# Exercise prompt
From the first line to the last, write out the data below exactly.

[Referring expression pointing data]
============
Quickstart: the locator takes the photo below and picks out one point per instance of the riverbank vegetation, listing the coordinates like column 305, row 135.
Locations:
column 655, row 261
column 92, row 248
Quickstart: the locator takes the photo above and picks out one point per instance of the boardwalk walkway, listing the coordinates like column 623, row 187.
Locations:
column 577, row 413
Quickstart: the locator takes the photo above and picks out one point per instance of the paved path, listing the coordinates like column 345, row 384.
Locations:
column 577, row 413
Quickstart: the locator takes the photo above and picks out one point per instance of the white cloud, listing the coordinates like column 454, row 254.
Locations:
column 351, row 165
============
# Task result
Quickstart: the locator takes the photo below and picks out one point per instance of the riverbank vegetation, listing the coordinates like column 305, row 135.
Locations:
column 655, row 261
column 92, row 248
Quickstart: the locator takes the photo above and picks out one point per instance of the boardwalk walkway, listing the coordinates like column 623, row 187.
Locations:
column 577, row 413
Quickstart: the locator takes the photo above and picks out one point per instance of the paved path, listing the coordinates like column 345, row 384.
Locations:
column 577, row 413
Quickstart: the locator takes the photo above and picks out one point per instance of the white cloud, listing the coordinates like column 454, row 254.
Locations:
column 351, row 165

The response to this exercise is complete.